### Exercise
Gather each line of the records below that contains the word "bounding" and copy those lines out.

### Material supplied
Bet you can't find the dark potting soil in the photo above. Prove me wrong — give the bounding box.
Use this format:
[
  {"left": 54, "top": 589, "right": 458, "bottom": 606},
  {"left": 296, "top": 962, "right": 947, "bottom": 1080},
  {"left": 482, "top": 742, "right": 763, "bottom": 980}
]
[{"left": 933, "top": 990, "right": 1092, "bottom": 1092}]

--

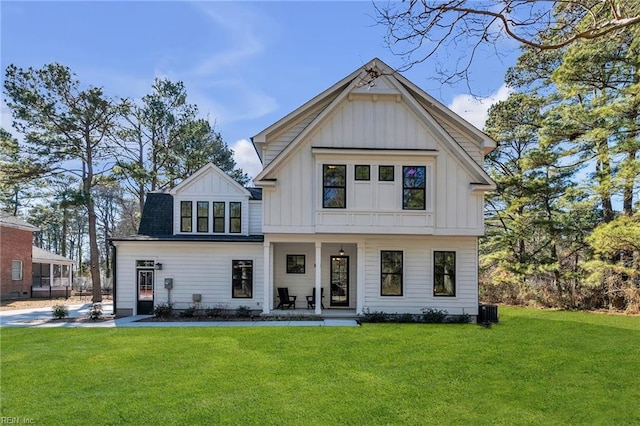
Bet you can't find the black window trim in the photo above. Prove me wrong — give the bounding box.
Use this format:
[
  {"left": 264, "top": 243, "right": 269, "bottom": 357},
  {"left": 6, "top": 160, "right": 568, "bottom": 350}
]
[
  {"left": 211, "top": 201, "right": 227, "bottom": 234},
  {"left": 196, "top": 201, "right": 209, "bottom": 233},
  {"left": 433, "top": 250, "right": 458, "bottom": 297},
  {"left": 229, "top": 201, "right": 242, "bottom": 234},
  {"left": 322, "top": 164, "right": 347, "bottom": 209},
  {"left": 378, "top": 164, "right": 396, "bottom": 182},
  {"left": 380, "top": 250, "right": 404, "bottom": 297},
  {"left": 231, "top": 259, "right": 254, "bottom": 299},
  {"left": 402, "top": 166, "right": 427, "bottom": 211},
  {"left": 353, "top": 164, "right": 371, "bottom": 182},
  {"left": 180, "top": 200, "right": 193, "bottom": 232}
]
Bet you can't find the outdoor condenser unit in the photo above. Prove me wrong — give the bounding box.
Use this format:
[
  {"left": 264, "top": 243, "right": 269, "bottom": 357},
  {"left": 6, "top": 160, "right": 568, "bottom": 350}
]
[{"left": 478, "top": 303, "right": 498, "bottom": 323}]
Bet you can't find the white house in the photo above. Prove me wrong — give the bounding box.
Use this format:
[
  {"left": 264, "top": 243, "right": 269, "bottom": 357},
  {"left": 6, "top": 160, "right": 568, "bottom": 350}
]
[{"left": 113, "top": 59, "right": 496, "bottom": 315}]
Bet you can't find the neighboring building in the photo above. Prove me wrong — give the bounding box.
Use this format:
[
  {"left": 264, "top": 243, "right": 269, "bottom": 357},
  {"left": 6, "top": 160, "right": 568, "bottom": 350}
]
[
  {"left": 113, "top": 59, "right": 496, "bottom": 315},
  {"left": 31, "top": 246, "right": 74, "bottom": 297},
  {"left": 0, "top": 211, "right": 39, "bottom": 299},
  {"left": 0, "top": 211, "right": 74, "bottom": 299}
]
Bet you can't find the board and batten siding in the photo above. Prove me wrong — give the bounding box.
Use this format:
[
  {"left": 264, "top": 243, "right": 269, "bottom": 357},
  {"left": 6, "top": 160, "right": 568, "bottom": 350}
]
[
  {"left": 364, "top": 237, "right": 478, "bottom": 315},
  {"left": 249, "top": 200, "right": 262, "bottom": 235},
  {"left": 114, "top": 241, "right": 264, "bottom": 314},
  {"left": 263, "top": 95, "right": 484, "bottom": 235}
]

### Task solution
Bet you can't find the dark potting soil in the photo above. Prove me wrong — give the bounding box.
Bet you can't find the black window trim in the photo above. Prove me wrong — give the bounding box.
Bet you can't find the outdoor condenser unit in the photo above. Prove me wrong — give the bounding box.
Bet you can't find the white house in the photo above. Prove me wrong — give the bounding box.
Bet you can't find the neighboring building in the photo above. Prove me wrong — give the bounding box.
Bet you can't find the board and batten siding in the photo above. Prove me wrong — give the bounding box.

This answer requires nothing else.